Excerpted passage
++++++++

Vibrio cincinnatiensis

Scientific classification
- Domain: Bacteria
- Kingdom: Pseudomonadati
- Phylum: Pseudomonadota
- Class: Gammaproteobacteria
- Order: Vibrionales
- Family: Vibrionaceae
- Genus: Vibrio
- Species: V. cincinnatiensis
- Binomial name: Vibrio cincinnatiensis Brayton et al. 1986

= Vibrio cincinnatiensis =

- Genus: Vibrio
- Species: cincinnatiensis
- Authority: Brayton et al. 1986

Species of bacteria

Vibrio cincinnatiensis is a species of gram-negative bacteria. It was named after Cincinnati, Ohio, where it was first isolated and characterized. It is rarely isolated from human specimens. In 2019, V. cincinnatiensis accounted for only 0.07% of all confirmed cases of vibriosis in the United States.

== Description ==
Vibrio cincinnatiensis is a halophilic, facultatively anaerobic gram-negative rod, 0.7 by 2.0 μm in diameter. This organism is oxidase positive and catalase positive. Cells are motile by a single polar flagellum. V. cincinnatiensis produces yellow colonies on TCBS agar, indicating sucrose fermentation.

== Clinical significance ==
Vibrio cincinnatiensis is listed as a pathogenic member of Vibrionaceae. However, due to the low number of reported cases and the broad diversity of disease presentation, this bacterium's status as a human enteric or wound pathogen is unclear.

++++++++

Record extracts

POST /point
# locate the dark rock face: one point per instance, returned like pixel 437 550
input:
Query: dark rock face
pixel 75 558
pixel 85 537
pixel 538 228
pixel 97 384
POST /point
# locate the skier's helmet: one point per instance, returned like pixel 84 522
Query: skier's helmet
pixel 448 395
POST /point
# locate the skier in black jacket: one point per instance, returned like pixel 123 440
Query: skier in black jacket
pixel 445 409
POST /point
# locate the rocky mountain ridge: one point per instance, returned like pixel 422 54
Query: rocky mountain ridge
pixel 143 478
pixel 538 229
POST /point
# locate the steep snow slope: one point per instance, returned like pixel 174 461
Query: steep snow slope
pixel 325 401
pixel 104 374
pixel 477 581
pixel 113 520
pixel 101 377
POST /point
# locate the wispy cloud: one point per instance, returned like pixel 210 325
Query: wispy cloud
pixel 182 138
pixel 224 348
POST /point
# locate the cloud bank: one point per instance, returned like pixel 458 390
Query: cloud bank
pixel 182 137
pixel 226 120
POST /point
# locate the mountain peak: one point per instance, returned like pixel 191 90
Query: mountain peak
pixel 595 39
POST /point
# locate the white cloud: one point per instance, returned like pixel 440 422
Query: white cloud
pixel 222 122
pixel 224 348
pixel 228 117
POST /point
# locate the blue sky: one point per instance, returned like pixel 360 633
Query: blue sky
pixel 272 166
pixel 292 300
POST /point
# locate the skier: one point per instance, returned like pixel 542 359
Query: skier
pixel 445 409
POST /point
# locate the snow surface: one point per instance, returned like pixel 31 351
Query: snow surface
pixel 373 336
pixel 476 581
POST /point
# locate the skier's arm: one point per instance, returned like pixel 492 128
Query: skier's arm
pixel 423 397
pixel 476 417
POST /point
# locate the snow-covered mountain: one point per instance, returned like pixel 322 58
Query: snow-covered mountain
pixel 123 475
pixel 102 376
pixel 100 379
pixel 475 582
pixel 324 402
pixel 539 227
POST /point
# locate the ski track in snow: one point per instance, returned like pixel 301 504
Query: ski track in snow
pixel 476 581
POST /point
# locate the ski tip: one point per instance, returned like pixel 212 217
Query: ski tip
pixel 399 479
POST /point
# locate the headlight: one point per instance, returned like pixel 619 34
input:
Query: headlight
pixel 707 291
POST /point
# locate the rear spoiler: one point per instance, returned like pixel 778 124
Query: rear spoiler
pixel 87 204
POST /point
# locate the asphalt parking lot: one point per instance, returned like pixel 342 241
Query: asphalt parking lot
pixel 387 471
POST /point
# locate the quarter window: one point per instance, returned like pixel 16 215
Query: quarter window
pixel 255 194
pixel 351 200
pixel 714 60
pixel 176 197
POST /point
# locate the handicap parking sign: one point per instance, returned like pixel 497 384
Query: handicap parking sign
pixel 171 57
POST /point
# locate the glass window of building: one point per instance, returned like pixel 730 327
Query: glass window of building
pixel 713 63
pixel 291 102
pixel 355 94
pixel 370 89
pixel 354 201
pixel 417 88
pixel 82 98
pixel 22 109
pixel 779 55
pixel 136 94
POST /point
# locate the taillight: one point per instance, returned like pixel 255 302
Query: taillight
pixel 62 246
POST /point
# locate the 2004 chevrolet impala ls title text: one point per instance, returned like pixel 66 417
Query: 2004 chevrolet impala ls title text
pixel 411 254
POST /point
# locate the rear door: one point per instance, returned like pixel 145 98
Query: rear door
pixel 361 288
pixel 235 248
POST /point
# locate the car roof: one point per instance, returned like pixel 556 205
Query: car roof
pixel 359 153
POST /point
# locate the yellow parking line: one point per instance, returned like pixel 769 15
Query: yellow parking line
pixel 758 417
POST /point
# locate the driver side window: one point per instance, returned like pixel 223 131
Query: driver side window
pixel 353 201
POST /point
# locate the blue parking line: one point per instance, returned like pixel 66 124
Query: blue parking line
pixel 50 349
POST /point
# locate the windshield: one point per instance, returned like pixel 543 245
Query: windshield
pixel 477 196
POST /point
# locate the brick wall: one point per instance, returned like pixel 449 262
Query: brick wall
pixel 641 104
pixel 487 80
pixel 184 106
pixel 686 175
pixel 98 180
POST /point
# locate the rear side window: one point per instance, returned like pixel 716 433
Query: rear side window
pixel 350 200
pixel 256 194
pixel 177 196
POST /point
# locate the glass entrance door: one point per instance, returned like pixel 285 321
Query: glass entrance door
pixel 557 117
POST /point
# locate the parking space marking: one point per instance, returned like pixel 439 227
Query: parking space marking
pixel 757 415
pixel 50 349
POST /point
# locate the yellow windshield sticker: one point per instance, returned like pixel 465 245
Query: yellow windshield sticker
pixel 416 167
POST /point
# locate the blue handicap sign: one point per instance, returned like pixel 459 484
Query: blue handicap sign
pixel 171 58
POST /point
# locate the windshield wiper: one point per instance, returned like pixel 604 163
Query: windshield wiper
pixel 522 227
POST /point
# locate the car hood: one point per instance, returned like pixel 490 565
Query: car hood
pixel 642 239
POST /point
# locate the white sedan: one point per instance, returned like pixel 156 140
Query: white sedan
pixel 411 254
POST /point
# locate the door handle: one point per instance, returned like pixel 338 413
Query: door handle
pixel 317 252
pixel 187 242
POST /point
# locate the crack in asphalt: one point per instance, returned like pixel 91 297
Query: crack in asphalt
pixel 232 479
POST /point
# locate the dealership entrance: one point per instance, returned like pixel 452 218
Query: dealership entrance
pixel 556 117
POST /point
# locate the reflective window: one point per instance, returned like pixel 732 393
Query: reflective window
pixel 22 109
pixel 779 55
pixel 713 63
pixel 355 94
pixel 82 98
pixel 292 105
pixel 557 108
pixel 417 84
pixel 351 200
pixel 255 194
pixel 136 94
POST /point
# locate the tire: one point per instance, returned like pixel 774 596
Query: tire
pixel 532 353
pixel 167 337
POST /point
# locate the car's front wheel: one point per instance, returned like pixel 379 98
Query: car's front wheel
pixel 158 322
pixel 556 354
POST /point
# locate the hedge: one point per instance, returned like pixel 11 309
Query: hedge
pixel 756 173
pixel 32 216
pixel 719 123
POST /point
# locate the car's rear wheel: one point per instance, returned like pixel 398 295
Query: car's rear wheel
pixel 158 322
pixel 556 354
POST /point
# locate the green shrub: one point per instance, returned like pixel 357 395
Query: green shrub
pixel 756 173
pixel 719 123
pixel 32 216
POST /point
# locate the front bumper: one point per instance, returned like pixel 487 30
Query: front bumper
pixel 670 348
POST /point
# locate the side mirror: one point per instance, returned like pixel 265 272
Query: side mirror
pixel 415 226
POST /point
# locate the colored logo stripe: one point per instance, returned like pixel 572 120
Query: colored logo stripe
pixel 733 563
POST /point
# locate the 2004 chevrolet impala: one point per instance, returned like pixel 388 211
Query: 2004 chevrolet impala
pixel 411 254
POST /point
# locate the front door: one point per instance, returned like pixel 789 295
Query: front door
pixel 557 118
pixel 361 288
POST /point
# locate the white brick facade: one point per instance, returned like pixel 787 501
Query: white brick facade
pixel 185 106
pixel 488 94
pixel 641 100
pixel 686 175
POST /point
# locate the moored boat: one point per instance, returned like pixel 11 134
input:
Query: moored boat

++++++++

Task item
Continue the article on the bacterium Vibrio cincinnatiensis, picking up after its last sentence.

Response box
V. cincinnatiensis was first isolated from the blood and cerebrospinal fluid of a 70-year-old male at the University of Cincinnati Hospital in 1986. The patient had no known contact with seafood or seawater. Therapy was begun with ampicillin followed by moxalactam. The patient's uneventful recovery represented the first successful treatment of Vibrio sp. meningitis in an adult.

V. cincinnatiensis has also been isolated from the stool of a patient experiencing gastroenteritis.

== Ecology ==
Similar to other members of the Vibrionaceae family, V. cincinnatiensis is most commonly isolated from marine and aquatic environments. This bacterium was isolated from several bodies of water including the Chesapeake Bay, Adriatic Sea, and Ota River. In all these studies, V. cincinnatiensis represented only a small fraction of the total resident Vibrio populations.

V. cincinnatiensis has been isolated from the droppings of urban crows.